**Excerpted passage:**
-- begin --
Glenda Dawson High School (DHS) is a public high school in Pearland, Texas, United States. It is a part of the Pearland Independent School District serving grades 9 through 12. In 2014, the school was awarded a national rank of 1,165th by U.S. News & World Report, which puts it in the silver medal category. U.S. News & World Report ranks it 106th in Texas and 895th nationally. In 2015, the school was rated "Met Standard" by the Texas Education Agency.

History 
Dawson, which opened in fall 2007, relieved students from the over-crowded Pearland High School. Dawson serves sections of Pearland, sections of Brookside Village, and unincorporated areas (including Silverlake).  The school was named after former Texas Representative Glenda Dawson, who taught for 34 years at Pearland High School.  The groundbreaking ceremony occurred on August 1, 2007 with the school opening for the start of the 2009-10 school year.  In fall 2007, the current Pearland Ninth Grade Center was converted into a temporary Dawson High School for two years; it served 9th and 10th graders the first year and 9th, 10th, and 11th graders in the second year.

Dawson High School's mascot is the Eagles, the same mascot as Pearland's Challenger Elementary School. Dawson's school colors are red, white, and blue.
-- end --
[Stored entries]
-- begin --
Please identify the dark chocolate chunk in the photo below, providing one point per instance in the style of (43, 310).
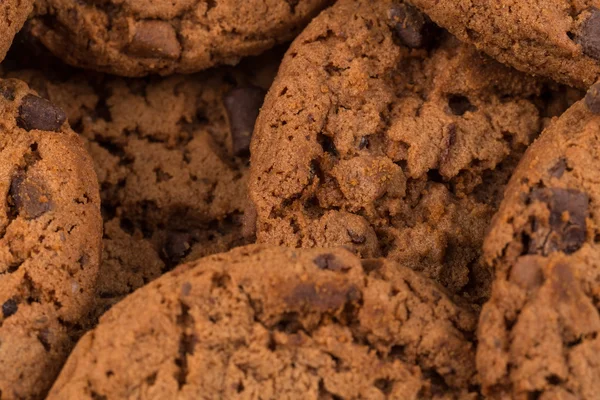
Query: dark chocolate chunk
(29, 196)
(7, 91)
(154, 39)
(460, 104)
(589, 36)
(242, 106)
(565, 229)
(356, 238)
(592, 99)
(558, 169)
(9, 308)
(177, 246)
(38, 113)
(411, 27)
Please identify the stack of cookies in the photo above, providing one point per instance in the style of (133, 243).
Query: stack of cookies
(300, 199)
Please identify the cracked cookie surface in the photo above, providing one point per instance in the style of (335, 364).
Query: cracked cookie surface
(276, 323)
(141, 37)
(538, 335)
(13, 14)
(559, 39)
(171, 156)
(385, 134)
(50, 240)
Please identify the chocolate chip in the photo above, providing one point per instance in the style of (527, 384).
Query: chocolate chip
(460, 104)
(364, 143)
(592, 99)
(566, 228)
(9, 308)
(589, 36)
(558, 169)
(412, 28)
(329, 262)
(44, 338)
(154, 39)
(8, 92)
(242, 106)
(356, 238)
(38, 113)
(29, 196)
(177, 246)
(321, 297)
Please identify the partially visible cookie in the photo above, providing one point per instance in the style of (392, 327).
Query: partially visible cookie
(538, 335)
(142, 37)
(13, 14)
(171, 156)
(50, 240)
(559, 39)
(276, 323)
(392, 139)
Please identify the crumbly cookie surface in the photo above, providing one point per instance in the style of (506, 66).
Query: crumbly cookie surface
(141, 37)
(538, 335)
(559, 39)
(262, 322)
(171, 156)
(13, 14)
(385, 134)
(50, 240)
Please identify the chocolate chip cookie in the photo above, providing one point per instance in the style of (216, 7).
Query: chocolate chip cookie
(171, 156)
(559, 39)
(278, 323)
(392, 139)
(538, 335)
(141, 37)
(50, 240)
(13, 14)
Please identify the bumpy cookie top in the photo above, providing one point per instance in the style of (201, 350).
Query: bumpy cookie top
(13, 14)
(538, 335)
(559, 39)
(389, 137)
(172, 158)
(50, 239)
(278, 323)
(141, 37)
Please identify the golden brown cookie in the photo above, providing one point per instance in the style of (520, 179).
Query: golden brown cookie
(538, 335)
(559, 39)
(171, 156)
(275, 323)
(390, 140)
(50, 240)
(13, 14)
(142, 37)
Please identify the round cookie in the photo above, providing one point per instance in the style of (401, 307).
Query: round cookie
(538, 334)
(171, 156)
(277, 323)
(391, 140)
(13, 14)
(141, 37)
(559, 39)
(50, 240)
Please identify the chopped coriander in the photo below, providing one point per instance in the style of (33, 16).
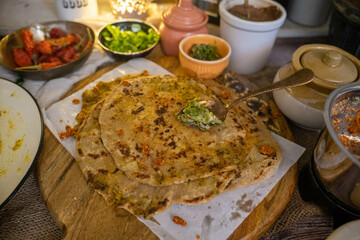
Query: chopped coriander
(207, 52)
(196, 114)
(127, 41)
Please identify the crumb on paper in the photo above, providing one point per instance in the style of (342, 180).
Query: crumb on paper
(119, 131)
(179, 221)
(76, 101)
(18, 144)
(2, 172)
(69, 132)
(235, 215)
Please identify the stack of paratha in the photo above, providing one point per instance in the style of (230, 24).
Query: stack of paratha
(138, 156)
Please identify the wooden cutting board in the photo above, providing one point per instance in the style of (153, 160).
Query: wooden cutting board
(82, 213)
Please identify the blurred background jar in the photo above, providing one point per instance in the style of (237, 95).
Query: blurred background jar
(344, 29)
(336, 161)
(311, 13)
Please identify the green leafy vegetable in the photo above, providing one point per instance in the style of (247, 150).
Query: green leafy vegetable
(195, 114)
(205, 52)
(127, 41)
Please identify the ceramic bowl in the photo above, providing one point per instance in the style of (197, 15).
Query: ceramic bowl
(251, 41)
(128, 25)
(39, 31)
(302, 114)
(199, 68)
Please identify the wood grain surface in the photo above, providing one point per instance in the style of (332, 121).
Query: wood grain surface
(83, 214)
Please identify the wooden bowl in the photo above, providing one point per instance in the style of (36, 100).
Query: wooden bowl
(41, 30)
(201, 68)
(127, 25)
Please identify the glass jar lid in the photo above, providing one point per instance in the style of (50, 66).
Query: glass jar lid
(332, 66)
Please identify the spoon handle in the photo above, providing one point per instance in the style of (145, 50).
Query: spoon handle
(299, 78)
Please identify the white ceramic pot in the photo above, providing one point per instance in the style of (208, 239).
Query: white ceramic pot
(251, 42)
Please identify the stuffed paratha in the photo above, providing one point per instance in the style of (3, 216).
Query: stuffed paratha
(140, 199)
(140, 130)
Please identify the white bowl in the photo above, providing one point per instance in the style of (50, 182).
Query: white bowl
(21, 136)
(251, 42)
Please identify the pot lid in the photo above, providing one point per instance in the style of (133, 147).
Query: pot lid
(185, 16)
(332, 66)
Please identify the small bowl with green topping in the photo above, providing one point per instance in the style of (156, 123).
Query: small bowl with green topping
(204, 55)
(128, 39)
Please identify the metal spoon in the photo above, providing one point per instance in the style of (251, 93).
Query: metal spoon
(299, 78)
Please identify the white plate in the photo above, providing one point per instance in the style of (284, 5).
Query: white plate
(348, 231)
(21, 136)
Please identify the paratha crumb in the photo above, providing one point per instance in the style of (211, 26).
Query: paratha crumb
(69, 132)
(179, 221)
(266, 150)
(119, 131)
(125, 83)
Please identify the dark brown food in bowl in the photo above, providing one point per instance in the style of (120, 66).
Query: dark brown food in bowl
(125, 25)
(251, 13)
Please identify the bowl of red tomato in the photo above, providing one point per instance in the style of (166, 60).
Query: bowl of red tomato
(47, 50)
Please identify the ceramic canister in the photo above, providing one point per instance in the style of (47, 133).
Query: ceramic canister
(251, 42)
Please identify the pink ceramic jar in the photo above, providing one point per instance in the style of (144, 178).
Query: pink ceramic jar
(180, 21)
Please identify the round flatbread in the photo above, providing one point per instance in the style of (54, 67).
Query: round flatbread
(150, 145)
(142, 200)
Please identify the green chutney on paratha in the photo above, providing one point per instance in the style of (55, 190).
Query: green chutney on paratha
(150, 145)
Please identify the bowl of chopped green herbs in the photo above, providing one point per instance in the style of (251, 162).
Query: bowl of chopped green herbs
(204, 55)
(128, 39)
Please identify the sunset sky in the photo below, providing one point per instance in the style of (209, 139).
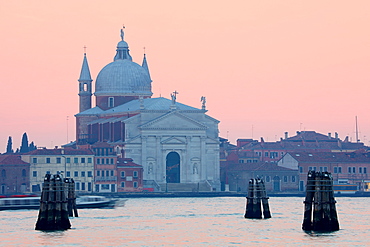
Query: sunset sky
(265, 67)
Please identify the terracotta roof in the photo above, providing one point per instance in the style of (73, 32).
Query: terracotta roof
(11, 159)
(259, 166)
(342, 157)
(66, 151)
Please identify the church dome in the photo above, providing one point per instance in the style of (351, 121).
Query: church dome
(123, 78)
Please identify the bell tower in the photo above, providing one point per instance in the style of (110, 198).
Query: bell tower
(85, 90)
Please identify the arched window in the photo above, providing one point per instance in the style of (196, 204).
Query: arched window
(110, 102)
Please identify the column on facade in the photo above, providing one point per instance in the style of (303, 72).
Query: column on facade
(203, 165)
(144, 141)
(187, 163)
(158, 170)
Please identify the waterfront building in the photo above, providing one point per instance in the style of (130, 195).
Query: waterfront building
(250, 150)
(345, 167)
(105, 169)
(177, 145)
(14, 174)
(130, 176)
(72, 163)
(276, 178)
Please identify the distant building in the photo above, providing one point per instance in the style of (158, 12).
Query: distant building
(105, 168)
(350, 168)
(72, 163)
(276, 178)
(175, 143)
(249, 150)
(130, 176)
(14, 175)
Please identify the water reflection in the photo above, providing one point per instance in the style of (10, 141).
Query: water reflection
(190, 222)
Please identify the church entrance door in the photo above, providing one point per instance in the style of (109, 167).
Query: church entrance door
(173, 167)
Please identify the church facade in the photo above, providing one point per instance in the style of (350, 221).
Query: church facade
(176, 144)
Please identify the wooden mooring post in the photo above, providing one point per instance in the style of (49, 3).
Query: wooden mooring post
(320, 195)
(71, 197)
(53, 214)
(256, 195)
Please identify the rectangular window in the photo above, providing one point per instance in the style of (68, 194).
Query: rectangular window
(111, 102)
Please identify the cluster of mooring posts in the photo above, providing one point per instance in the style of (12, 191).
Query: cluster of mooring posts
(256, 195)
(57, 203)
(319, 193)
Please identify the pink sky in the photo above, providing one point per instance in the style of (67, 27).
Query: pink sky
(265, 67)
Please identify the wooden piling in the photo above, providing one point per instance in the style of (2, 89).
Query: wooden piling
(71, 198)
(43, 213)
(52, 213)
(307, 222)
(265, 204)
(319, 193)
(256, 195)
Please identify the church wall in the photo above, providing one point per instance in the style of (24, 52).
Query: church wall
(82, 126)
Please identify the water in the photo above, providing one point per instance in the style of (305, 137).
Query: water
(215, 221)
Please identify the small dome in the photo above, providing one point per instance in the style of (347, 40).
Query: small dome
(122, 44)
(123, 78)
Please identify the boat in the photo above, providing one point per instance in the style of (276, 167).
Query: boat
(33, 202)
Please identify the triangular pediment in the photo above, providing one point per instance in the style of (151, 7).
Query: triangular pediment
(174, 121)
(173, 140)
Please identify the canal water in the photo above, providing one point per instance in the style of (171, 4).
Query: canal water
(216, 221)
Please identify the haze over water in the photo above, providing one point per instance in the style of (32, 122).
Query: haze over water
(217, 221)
-- end --
**Given request:** According to the passage on Glenda Dawson High School, what are the school's colors?

**Answer in full:** Red, white, and blue.